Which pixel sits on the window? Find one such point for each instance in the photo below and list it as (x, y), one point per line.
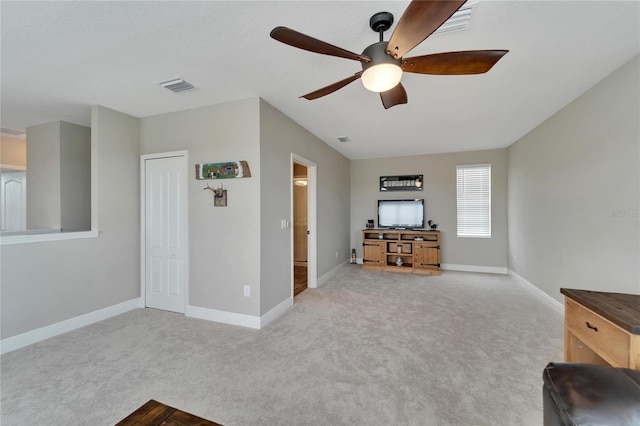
(474, 200)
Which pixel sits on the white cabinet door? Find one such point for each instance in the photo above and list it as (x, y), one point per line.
(13, 196)
(165, 233)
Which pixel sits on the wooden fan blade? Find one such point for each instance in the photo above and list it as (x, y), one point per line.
(332, 87)
(454, 63)
(305, 42)
(393, 97)
(418, 22)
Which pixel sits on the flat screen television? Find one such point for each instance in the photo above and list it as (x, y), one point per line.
(401, 214)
§
Please retype the material above exactly, and omit its images.

Which pixel sits on the window? Find one such point for each instance in the photo below and list it as (x, y), one point per line.
(474, 200)
Which pixel sits on the white cabinet door? Find one such point for each instance in the photo above and list it as (x, y), one point per line.
(13, 196)
(165, 233)
Which pixel sits on the wooden fan blade? Find one such point for each instance in the photo above and list it as (x, y), one point per line.
(332, 87)
(454, 63)
(305, 42)
(393, 97)
(418, 22)
Which pixel sits on the flat screen television? Find one such point for each instance in the photo above and list it as (x, y), one point per line.
(401, 214)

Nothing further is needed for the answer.